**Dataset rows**
________________________________________

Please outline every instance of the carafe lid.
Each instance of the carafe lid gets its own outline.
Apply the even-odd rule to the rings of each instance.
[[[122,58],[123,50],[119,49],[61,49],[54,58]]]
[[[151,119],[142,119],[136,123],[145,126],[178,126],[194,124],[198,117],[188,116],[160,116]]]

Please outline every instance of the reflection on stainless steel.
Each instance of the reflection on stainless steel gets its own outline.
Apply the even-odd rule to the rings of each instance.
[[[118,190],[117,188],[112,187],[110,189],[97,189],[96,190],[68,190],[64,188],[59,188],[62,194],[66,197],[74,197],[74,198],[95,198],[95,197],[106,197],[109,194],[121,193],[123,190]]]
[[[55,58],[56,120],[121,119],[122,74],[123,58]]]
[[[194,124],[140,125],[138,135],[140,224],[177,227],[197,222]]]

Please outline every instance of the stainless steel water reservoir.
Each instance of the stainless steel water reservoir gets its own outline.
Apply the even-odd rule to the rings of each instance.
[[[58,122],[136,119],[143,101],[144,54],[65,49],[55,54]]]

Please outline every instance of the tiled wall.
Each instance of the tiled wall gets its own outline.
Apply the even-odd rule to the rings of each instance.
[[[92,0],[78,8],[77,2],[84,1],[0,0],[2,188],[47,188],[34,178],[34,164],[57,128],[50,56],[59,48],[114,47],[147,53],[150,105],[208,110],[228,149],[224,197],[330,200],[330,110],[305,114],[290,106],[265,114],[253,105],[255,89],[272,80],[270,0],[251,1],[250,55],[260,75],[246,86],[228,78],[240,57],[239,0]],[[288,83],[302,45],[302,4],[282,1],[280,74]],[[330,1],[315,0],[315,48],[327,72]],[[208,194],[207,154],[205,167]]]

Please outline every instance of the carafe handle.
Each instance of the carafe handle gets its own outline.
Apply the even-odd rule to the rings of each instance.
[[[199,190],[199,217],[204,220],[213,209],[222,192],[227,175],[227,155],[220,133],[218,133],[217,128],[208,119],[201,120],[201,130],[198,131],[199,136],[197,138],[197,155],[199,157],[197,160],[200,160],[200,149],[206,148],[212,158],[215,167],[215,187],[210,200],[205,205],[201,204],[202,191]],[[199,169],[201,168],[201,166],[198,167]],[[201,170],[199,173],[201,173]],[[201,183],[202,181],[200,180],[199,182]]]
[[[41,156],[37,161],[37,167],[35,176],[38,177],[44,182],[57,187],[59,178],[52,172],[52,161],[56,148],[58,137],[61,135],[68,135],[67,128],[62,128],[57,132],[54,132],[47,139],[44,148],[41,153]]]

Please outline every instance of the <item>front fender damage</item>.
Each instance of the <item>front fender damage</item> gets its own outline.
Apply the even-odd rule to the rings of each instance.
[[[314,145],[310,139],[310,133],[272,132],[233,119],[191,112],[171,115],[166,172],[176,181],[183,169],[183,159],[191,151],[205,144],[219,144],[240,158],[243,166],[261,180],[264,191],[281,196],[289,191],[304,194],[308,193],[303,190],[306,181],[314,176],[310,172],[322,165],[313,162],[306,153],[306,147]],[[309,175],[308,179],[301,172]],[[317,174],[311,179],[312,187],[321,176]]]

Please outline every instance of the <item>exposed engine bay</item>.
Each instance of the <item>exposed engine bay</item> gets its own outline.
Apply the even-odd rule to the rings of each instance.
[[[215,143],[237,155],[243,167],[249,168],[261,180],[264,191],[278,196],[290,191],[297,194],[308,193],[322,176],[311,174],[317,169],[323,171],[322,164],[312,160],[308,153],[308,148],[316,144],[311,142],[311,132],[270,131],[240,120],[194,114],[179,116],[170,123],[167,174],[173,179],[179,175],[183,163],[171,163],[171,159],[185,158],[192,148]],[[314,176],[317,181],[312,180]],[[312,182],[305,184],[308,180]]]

________________________________________

**The task**
Can you copy every one of the items above line for line, without changing anything?

**Solved problem**
Please outline every instance of the carafe lid.
Each instance of the carafe lid gets its own outline.
Apply the even-odd rule to the rings of each instance.
[[[122,58],[123,50],[119,49],[61,49],[54,58]]]
[[[151,119],[142,119],[136,123],[145,126],[178,126],[194,124],[198,117],[188,116],[160,116]]]

Please outline every instance of the reflection on stainless steel.
Each instance of the reflection on stainless steel gets its own outline.
Apply the even-odd rule to the rings of each instance.
[[[118,190],[117,188],[112,187],[110,189],[97,189],[96,190],[68,190],[64,188],[59,188],[62,194],[66,197],[74,197],[74,198],[95,198],[95,197],[106,197],[109,194],[121,193],[123,190]]]
[[[55,58],[56,120],[121,119],[122,74],[123,58]]]
[[[194,124],[140,125],[138,135],[140,224],[177,227],[197,222]]]

Please outline every instance of the stainless steel water reservoir.
Each instance of the stainless steel water reservoir gets its own outline.
Apply the even-odd rule to the rings of each instance.
[[[58,122],[136,119],[143,101],[144,54],[65,49],[55,54]]]

Please outline every instance of the tiled wall.
Each instance of the tiled wall gets its own outline.
Apply the even-odd rule to the rings of each instance.
[[[92,0],[78,8],[77,2],[84,1],[0,0],[2,188],[47,188],[34,178],[34,164],[57,128],[50,56],[59,48],[114,47],[147,53],[150,105],[208,110],[228,149],[224,197],[330,200],[330,110],[305,114],[290,106],[265,114],[253,105],[255,89],[272,80],[270,0],[251,1],[250,55],[260,75],[246,86],[228,78],[240,57],[239,0]],[[288,83],[302,45],[302,4],[282,1],[280,74]],[[330,1],[315,0],[315,48],[327,72]],[[208,194],[207,154],[205,167]]]

Please outline every instance of the carafe handle.
Each instance of the carafe handle gets its own outline.
Apply the even-odd rule to the rings of each instance.
[[[199,190],[199,217],[204,220],[213,209],[222,192],[227,175],[227,155],[220,133],[218,133],[217,128],[208,119],[201,120],[201,130],[198,131],[199,136],[197,138],[197,155],[199,157],[197,160],[200,160],[200,149],[206,148],[212,158],[215,167],[215,187],[210,200],[205,205],[201,204],[202,191]],[[199,169],[201,168],[201,166],[198,167]],[[201,170],[199,173],[201,173]],[[201,183],[202,181],[200,180],[199,182]]]
[[[41,156],[37,161],[37,167],[35,176],[38,177],[44,182],[57,187],[59,178],[52,172],[52,161],[56,148],[58,137],[61,135],[68,135],[67,128],[62,128],[57,132],[54,132],[47,139],[44,148],[41,153]]]

Please outline every instance of the <item>front fender damage</item>.
Each instance of the <item>front fender damage</item> gets its own outline.
Apply the even-odd rule to the rings of each instance.
[[[314,145],[310,139],[310,133],[272,132],[233,119],[191,112],[171,115],[166,172],[176,181],[183,169],[183,159],[191,151],[205,144],[219,144],[240,158],[243,166],[261,180],[264,191],[281,196],[289,191],[304,194],[308,193],[303,190],[306,181],[314,176],[310,172],[322,165],[313,162],[306,153],[306,147]],[[309,175],[308,179],[301,172]],[[317,174],[311,179],[312,187],[321,176]]]

Please outline every instance of the <item>exposed engine bay</item>.
Each instance of the <item>exposed engine bay</item> gets its own outline.
Apply the even-odd rule to the rings of each instance.
[[[215,143],[237,155],[243,167],[249,168],[261,180],[264,191],[278,196],[290,191],[297,194],[308,193],[322,176],[311,174],[317,169],[323,171],[322,164],[312,160],[308,153],[308,148],[316,144],[311,142],[311,132],[270,131],[240,120],[194,114],[179,116],[170,123],[167,174],[173,179],[179,175],[183,163],[171,163],[171,159],[185,158],[192,148]],[[314,176],[317,181],[312,180]],[[312,182],[305,184],[308,180]]]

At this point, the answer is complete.